## DOCUMENT PASSAGE
******
The filterM function from Control.Monad does just what we want! Its type is this:

filterM :: (Monad m) => (a -> m Bool) -> [a] -> m [a]

The predicate returns a monadic value whose result is a Bool, but because it's a monadic value, its context can be anything from a possible failure to non-determinism and more! To ensure that the context is reflected in the final result, the result is also a monadic value.

Let's take a list and only keep those values that are smaller than 4. To start, we'll just use the regular filter function:

ghci> filter (\x -> x < 4) [9,1,5,2,10,3]
[1,2,3]

That's pretty easy. Now, let's make a predicate that, aside from presenting a True or False result, also provides a log of what it did. Of course, we'll be using the Writer monad for this:

keepSmall :: Int -> Writer [String] Bool
keepSmall x
    | x < 4 = do
        tell ["Keeping " ++ show x]
        return True
    | otherwise = do
        tell [show x ++ " is too large, throwing it away"]
        return False

Instead of just and returning a Bool, this function returns a Writer [String] Bool. It's a monadic predicate. Sounds fancy, doesn't it? If the number is smaller than 4 we report that we're keeping it and then return True.

Now, let's give it to filterM along with a list. Because the predicate returns a Writer value, the resulting list will also be a Writer value.

ghci> fst $ runWriter $ filterM keepSmall [9,1,5,2,10,3]
[1,2,3]

Examining the result of the resulting Writer value, we see that everything is in order. Now, let's print the log and see what we got:

ghci> mapM_ putStrLn $ snd $ runWriter $ filterM keepSmall [9,1,5,2,10,3]
9 is too large, throwing it away
Keeping 1
5 is too large, throwing it away
Keeping 2
10 is too large, throwing it away
Keeping 3

Awesome. So just by providing a monadic predicate to filterM, we were able to filter a list while taking advantage of the monadic context that we used.
******
[Dataset records]
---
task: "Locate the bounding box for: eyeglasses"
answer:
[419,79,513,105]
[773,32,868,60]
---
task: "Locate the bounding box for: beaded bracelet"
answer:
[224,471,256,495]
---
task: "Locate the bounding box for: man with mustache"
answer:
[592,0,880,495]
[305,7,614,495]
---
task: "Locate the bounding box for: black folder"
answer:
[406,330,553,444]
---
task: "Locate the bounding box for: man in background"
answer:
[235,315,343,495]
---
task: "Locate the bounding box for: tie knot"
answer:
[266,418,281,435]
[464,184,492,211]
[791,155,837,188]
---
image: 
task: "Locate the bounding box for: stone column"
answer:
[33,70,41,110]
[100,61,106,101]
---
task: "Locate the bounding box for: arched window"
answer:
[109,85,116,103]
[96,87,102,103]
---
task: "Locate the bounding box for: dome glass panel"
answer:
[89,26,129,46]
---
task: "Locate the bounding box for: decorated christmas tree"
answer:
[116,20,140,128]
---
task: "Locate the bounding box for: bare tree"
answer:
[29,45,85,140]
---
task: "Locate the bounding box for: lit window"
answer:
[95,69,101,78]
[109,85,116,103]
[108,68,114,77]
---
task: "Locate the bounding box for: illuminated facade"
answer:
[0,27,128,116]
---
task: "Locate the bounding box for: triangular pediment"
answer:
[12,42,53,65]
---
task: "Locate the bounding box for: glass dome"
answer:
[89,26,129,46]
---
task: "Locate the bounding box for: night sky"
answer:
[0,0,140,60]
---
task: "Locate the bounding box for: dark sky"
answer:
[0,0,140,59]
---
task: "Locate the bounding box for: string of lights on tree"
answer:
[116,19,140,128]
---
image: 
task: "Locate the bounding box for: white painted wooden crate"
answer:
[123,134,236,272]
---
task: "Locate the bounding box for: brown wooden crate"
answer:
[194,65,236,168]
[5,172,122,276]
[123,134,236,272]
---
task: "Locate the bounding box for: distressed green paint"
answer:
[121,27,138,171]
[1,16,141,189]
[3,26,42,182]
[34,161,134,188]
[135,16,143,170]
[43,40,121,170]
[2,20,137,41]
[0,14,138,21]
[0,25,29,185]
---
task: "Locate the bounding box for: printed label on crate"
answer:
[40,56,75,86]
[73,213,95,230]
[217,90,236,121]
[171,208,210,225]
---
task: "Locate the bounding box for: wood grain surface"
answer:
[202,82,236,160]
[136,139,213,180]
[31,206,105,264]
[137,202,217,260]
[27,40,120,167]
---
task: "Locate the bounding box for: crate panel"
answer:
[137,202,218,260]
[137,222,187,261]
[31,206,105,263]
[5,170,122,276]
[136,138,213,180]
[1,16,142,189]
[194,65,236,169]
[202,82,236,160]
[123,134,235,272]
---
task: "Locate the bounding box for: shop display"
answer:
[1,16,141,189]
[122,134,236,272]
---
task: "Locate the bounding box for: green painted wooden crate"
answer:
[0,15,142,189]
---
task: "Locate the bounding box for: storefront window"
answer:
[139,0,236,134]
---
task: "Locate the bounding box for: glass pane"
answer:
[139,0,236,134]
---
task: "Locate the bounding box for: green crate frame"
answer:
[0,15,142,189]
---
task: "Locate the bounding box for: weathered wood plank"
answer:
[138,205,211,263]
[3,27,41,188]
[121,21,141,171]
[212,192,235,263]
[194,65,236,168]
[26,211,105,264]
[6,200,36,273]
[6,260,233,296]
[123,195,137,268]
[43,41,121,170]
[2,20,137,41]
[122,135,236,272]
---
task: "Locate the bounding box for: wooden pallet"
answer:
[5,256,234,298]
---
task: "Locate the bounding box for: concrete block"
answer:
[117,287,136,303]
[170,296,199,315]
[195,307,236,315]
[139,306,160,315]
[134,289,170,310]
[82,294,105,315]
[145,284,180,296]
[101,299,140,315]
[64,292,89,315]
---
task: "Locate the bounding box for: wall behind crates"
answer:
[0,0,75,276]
******
## DESCRIPTION OF THE TASK
Write out the entire passage about filterM word for word. These rows are separate material and have no connection to the passage about filterM.

## SOLUTION FOR THIS EXERCISE
The filterM function from Control.Monad does just what we want! Its type is this:

filterM :: (Monad m) => (a -> m Bool) -> [a] -> m [a]

The predicate returns a monadic value whose result is a Bool, but because it's a monadic value, its context can be anything from a possible failure to non-determinism and more! To ensure that the context is reflected in the final result, the result is also a monadic value.

Let's take a list and only keep those values that are smaller than 4. To start, we'll just use the regular filter function:

ghci> filter (\x -> x < 4) [9,1,5,2,10,3]
[1,2,3]

That's pretty easy. Now, let's make a predicate that, aside from presenting a True or False result, also provides a log of what it did. Of course, we'll be using the Writer monad for this:

keepSmall :: Int -> Writer [String] Bool
keepSmall x
    | x < 4 = do
        tell ["Keeping " ++ show x]
        return True
    | otherwise = do
        tell [show x ++ " is too large, throwing it away"]
        return False

Instead of just and returning a Bool, this function returns a Writer [String] Bool. It's a monadic predicate. Sounds fancy, doesn't it? If the number is smaller than 4 we report that we're keeping it and then return True.

Now, let's give it to filterM along with a list. Because the predicate returns a Writer value, the resulting list will also be a Writer value.

ghci> fst $ runWriter $ filterM keepSmall [9,1,5,2,10,3]
[1,2,3]

Examining the result of the resulting Writer value, we see that everything is in order. Now, let's print the log and see what we got:

ghci> mapM_ putStrLn $ snd $ runWriter $ filterM keepSmall [9,1,5,2,10,3]
9 is too large, throwing it away
Keeping 1
5 is too large, throwing it away
Keeping 2
10 is too large, throwing it away
Keeping 3

Awesome. So just by providing a monadic predicate to filterM, we were able to filter a list while taking advantage of the monadic context that we used.